• WORK REQUIRED
Wherever "this" appears in a line of the listing, that line should be returned.

• TASK MATERIAL

- Opening Delimiter -

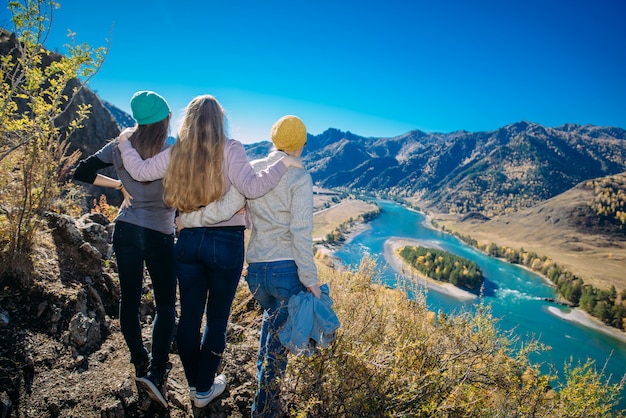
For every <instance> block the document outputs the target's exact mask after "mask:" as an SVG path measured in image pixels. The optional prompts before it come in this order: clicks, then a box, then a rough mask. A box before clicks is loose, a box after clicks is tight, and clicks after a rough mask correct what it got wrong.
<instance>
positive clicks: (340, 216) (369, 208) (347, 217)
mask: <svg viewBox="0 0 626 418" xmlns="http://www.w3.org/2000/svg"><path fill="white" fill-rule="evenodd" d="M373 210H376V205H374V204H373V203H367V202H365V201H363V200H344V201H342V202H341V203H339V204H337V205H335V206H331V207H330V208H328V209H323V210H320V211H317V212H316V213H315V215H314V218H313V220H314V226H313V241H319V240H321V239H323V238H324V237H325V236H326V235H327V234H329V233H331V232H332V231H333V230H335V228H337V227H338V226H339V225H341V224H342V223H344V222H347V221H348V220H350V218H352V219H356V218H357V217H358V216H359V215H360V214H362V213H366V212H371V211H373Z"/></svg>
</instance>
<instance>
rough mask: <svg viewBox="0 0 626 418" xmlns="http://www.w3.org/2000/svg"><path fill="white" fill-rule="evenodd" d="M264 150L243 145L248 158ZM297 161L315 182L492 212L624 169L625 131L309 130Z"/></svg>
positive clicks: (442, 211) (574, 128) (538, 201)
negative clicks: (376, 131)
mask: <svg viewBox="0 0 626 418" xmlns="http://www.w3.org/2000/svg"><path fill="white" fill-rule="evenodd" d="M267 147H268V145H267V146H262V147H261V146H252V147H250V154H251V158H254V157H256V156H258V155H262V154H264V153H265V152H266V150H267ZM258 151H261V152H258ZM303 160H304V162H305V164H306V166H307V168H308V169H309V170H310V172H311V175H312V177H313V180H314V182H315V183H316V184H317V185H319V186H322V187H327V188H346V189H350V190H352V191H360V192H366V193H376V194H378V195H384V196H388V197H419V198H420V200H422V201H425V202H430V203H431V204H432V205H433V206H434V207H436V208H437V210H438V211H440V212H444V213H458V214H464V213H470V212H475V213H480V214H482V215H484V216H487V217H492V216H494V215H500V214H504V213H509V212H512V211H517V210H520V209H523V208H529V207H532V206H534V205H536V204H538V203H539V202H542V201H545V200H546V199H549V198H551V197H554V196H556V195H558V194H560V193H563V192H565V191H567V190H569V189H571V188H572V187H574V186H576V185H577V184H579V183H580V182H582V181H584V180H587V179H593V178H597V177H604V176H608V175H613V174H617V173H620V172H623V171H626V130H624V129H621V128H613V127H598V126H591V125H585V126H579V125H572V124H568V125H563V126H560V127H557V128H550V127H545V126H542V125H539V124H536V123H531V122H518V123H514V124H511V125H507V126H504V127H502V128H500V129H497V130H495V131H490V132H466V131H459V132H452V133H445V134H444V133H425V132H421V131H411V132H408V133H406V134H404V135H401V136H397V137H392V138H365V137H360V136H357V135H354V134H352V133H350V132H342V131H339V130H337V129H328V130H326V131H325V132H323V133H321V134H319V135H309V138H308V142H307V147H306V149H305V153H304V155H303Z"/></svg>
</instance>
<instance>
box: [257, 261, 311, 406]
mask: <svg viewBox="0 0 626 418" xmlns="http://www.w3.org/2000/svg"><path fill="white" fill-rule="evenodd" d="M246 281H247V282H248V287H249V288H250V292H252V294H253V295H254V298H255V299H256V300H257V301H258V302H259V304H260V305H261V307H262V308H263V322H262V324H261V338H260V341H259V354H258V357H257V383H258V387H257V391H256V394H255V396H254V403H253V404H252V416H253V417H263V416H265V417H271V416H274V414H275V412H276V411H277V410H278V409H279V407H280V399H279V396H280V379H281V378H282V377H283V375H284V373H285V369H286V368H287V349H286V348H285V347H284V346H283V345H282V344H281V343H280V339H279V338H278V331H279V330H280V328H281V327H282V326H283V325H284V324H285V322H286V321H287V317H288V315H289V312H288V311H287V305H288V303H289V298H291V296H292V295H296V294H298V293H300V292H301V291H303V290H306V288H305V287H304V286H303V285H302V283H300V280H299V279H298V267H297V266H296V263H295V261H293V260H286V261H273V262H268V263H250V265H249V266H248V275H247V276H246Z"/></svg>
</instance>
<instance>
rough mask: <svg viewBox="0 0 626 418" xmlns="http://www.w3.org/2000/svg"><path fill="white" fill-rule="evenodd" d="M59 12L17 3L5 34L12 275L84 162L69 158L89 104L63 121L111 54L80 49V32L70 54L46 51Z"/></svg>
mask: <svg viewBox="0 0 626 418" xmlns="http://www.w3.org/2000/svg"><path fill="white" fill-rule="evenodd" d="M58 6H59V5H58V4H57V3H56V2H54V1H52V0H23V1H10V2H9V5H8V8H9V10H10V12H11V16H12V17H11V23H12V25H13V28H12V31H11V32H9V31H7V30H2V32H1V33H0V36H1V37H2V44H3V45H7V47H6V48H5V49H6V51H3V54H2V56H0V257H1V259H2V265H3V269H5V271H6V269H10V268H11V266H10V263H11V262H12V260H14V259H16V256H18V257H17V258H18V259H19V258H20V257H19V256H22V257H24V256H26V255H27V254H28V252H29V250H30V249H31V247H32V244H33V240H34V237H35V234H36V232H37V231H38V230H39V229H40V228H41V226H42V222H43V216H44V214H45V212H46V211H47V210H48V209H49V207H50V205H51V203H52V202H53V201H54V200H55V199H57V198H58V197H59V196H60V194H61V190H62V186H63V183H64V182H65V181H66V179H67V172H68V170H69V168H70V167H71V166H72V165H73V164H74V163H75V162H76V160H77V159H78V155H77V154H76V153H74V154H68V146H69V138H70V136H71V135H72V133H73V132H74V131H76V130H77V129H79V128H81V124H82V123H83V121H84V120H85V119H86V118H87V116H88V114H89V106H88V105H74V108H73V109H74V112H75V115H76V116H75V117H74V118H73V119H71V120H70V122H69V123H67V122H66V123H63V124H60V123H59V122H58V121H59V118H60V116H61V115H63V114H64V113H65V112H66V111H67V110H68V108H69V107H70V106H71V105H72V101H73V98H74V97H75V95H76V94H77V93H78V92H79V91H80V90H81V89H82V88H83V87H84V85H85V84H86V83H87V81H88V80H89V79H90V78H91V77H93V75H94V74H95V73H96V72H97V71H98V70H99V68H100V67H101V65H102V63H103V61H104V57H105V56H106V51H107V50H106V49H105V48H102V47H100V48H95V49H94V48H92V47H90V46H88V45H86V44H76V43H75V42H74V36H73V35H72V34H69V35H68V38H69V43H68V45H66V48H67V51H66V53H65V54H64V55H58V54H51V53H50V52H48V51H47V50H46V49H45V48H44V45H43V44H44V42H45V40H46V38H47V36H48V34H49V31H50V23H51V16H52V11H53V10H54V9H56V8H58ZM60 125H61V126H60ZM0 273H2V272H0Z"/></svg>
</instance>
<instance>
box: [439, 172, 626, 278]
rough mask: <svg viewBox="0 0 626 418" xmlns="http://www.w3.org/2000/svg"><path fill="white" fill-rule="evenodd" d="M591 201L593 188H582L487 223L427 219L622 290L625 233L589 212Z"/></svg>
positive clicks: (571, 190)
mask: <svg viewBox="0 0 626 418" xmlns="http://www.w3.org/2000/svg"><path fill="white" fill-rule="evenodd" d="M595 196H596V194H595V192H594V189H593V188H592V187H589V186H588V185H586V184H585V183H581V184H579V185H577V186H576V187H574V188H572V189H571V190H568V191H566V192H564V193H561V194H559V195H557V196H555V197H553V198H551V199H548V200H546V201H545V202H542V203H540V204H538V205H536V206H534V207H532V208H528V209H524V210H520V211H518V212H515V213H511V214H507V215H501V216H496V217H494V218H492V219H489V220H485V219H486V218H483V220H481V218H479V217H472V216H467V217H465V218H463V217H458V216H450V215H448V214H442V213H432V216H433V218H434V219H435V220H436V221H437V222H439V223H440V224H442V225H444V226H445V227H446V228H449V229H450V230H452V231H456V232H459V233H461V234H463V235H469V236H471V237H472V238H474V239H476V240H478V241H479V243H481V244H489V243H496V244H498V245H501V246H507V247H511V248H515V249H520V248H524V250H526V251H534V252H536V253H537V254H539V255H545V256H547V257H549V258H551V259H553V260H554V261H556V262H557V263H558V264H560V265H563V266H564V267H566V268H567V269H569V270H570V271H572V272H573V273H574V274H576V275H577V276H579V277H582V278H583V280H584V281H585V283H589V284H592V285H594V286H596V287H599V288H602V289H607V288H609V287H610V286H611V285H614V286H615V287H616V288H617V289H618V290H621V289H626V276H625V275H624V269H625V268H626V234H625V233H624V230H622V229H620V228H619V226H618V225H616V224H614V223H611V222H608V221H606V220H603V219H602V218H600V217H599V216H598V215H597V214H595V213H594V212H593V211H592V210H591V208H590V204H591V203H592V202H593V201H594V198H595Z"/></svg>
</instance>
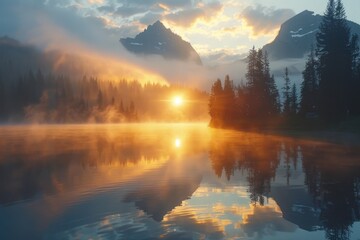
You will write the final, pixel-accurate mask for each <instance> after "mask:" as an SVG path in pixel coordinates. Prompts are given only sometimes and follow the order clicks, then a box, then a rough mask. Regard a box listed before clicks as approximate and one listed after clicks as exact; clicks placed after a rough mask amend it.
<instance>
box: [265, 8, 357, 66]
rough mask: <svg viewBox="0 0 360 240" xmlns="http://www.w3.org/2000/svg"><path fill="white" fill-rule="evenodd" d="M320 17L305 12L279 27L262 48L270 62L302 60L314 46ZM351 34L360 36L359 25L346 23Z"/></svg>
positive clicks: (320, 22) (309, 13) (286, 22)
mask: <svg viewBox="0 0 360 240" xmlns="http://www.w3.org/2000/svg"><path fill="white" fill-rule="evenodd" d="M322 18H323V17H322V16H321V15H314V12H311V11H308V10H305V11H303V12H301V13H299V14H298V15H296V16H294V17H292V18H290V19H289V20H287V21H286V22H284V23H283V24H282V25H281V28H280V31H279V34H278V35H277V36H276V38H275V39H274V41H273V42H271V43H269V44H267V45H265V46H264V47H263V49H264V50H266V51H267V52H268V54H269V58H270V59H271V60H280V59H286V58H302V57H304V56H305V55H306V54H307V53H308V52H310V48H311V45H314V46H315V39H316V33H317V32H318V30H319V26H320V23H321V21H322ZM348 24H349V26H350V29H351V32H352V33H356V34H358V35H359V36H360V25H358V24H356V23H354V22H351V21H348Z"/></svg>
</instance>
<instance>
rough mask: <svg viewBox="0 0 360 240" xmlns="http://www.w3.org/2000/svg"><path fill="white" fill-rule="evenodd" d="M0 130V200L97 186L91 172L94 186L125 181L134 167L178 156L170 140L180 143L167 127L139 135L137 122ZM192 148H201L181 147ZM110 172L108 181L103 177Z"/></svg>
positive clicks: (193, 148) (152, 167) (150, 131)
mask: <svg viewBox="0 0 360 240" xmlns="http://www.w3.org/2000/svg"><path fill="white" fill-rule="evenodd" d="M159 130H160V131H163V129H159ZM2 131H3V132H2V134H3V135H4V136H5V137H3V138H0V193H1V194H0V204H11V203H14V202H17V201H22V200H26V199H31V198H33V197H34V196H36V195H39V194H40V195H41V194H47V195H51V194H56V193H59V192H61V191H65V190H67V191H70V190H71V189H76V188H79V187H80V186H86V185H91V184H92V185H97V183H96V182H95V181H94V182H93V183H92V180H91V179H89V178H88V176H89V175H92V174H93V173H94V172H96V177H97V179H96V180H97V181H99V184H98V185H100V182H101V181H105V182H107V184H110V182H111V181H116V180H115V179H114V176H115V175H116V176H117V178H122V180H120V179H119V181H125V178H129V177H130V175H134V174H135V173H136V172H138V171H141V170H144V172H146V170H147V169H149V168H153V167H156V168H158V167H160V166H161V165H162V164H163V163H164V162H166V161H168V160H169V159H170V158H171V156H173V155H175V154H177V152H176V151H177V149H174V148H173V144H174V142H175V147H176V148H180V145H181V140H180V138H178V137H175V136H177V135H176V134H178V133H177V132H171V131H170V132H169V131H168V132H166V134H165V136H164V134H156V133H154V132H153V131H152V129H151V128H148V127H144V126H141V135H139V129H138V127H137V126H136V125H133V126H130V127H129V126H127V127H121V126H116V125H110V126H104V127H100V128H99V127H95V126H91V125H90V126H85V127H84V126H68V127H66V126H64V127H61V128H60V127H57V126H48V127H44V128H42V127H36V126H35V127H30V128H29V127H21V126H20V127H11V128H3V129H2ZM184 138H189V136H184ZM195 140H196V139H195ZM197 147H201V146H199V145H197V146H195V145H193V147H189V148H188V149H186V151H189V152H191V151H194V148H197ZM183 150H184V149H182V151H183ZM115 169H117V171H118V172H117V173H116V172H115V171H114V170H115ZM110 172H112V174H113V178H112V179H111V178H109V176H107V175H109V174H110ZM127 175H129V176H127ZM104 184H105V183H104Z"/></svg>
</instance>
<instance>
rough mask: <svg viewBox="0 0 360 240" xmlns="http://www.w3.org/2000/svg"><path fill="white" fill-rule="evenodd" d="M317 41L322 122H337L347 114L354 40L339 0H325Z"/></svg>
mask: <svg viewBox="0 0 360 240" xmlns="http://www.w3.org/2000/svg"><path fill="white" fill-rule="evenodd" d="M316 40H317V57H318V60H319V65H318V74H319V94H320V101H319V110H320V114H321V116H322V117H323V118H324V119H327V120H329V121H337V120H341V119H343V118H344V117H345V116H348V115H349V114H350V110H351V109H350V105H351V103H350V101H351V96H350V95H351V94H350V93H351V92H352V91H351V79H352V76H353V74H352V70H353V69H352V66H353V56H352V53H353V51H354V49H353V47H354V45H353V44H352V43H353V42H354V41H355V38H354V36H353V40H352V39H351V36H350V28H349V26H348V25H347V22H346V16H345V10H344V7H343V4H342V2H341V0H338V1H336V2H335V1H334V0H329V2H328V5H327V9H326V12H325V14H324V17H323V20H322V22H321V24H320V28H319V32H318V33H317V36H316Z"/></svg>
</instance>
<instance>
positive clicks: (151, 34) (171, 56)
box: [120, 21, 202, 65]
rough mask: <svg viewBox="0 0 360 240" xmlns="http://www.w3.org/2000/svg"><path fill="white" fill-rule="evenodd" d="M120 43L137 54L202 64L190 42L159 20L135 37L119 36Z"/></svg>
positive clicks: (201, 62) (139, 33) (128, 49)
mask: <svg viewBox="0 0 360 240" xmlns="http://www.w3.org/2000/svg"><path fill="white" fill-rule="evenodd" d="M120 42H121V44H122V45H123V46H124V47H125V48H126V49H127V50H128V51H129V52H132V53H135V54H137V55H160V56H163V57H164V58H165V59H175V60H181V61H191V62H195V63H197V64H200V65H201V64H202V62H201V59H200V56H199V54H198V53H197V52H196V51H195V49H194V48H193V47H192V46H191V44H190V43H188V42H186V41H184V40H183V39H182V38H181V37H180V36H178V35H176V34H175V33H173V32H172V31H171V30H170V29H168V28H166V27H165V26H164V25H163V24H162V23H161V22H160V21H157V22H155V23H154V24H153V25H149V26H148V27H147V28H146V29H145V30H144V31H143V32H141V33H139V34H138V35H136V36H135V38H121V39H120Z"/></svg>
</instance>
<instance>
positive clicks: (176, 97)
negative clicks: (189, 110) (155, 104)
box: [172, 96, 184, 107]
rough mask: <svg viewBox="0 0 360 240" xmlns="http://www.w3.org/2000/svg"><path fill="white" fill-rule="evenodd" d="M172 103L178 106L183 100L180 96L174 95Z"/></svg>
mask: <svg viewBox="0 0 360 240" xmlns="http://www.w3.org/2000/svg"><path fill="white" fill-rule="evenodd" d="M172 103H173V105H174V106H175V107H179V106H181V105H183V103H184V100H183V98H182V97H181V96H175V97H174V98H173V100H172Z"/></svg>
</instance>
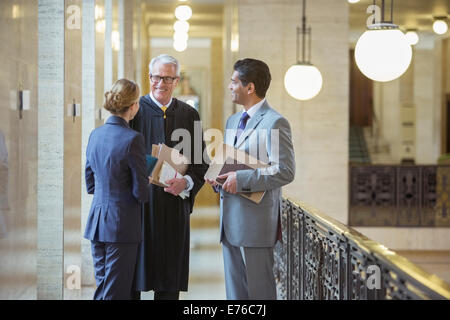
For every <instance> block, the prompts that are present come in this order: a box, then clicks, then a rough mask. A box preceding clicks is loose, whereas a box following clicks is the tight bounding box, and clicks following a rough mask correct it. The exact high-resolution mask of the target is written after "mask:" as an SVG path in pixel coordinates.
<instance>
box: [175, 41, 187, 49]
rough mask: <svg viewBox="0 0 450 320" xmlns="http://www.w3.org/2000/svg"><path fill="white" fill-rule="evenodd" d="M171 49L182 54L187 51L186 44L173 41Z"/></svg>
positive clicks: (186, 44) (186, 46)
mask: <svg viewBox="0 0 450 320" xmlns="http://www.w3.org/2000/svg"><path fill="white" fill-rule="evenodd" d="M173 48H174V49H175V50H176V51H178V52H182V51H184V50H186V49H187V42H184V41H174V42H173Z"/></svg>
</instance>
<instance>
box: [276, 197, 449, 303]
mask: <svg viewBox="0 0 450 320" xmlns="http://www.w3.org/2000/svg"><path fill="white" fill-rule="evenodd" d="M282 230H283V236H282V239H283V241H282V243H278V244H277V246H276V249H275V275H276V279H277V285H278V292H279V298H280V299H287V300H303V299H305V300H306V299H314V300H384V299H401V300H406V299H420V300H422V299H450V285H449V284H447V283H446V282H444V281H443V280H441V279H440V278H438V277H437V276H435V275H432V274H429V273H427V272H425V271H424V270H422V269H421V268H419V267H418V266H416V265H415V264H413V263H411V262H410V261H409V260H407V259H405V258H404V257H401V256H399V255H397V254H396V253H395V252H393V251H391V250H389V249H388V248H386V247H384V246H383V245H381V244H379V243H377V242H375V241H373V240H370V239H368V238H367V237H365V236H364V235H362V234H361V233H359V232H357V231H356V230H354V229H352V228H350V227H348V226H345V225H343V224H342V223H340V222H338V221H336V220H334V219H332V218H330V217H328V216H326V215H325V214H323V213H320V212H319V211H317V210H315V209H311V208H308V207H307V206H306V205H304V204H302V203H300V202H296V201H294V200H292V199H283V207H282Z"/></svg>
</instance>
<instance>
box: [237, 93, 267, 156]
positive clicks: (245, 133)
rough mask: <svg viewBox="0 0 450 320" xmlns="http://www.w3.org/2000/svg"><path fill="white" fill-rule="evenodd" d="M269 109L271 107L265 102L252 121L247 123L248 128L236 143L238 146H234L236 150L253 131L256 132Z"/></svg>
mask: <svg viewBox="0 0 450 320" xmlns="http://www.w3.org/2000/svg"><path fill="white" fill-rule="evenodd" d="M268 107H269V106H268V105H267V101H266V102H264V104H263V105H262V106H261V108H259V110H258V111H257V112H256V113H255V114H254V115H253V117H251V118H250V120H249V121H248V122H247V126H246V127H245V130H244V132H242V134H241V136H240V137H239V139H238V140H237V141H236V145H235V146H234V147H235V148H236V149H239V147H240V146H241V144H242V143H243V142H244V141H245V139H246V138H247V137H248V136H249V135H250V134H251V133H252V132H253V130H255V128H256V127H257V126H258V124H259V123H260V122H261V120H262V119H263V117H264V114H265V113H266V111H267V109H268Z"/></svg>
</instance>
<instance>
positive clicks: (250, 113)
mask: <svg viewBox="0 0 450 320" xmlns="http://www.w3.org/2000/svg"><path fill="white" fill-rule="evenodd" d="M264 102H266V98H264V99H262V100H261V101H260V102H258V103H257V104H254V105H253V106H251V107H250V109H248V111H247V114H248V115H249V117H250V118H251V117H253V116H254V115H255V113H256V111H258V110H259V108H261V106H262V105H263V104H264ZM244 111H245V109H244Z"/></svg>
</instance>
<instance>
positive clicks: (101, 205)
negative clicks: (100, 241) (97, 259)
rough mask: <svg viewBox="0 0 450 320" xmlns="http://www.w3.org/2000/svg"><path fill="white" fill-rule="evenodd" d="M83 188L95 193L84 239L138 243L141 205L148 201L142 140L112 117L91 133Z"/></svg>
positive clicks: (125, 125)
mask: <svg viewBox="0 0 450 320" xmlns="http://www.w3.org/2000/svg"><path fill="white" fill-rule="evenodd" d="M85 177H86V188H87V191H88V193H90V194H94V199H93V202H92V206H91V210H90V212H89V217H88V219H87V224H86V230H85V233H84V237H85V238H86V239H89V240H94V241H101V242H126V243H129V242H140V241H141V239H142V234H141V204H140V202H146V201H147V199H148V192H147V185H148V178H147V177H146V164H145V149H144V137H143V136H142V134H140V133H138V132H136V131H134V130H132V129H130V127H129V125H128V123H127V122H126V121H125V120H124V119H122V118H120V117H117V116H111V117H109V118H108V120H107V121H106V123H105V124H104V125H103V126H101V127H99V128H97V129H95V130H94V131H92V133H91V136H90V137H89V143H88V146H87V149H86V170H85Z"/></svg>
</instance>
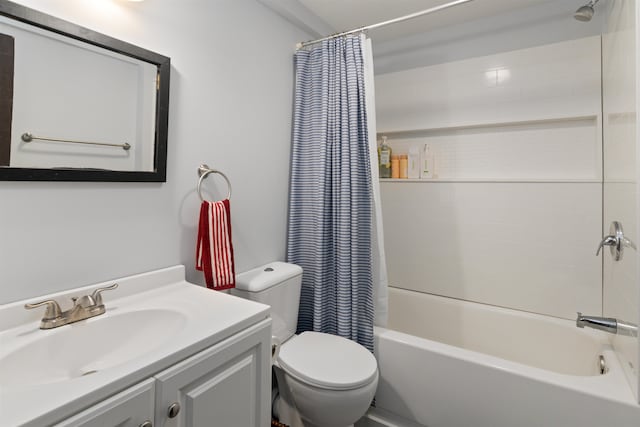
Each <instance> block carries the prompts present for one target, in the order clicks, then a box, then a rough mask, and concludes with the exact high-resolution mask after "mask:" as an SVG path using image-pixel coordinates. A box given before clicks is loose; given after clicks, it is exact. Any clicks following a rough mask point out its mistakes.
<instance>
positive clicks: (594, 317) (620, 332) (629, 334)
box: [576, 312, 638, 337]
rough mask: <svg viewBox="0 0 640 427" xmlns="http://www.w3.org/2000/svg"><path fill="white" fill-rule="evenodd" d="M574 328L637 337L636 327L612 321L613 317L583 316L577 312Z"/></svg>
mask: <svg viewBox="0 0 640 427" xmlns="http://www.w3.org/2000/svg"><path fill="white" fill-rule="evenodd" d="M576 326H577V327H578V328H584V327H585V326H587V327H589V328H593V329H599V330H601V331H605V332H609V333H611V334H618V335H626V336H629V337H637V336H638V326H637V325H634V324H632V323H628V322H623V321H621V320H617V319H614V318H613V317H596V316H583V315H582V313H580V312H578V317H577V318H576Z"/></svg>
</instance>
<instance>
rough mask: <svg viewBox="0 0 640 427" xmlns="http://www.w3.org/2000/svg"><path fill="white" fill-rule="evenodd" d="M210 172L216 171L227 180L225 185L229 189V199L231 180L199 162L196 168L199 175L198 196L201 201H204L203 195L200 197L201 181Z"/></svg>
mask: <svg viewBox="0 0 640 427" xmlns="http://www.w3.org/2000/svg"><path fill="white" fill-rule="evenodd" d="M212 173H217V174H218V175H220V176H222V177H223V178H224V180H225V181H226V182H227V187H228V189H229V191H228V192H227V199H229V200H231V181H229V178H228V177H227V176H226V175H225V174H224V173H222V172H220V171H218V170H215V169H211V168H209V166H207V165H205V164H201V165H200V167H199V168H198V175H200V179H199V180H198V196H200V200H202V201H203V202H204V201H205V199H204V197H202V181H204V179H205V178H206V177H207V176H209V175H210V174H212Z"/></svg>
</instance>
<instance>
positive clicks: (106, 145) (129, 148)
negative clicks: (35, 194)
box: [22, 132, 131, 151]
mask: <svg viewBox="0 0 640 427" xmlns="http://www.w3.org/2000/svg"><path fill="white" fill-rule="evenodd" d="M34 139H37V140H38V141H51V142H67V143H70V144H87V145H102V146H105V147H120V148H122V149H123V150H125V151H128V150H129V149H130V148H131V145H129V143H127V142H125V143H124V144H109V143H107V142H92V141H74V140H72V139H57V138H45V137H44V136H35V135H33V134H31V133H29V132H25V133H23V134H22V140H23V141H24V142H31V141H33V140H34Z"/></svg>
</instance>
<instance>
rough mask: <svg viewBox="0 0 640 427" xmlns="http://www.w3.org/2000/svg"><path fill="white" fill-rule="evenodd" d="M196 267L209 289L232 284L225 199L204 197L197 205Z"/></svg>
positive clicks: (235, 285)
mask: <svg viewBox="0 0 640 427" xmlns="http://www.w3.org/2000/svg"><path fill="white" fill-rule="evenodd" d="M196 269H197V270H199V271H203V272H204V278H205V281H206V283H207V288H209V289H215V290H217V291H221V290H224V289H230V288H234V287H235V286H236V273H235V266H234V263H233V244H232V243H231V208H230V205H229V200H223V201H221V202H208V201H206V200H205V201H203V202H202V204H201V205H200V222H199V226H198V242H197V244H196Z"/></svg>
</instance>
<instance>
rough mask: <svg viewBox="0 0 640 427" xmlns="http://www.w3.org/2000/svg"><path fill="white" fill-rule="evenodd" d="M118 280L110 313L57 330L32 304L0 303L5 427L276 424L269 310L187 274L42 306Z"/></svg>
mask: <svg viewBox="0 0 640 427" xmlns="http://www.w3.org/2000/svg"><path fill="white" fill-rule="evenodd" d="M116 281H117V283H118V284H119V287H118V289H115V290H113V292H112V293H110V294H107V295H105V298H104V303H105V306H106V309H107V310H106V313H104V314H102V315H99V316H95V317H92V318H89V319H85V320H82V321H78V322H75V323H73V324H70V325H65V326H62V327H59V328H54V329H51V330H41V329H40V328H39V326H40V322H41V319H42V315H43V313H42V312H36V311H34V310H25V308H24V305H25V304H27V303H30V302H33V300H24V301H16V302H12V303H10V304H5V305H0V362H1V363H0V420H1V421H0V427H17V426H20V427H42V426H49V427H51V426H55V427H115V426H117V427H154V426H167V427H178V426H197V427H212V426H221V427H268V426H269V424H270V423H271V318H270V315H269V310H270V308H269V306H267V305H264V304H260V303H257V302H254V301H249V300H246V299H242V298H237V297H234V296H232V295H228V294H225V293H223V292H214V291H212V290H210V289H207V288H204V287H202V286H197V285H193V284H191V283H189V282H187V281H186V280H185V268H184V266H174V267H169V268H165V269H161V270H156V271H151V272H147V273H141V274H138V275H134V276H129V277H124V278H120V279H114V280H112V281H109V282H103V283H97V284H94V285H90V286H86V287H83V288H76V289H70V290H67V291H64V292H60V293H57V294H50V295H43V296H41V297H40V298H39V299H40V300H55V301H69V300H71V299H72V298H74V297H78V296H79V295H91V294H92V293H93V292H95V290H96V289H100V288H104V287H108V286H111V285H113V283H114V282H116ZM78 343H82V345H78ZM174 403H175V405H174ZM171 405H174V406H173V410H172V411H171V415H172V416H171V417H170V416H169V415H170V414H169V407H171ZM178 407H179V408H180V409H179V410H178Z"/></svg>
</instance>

- Closing Delimiter -

• WORKED SOLUTION
For every <instance> block the document outputs the target's exact mask after "mask:" as an SVG path measured in image pixels. The optional prompts before it come in this order: clicks, then a box, then a rough mask. A box before clicks is loose, a box after clicks is tight, and clicks after a rough mask correct what it got wrong.
For every <instance> block, the prompts that are present come in this order: a box, then clicks, then a rough mask. A box preceding clicks is loose, whereas a box following clicks is the tight bounding box, and clicks following a rough mask correct it. The exact high-resolution mask of the target is written after "mask:" as an SVG path in pixel coordinates.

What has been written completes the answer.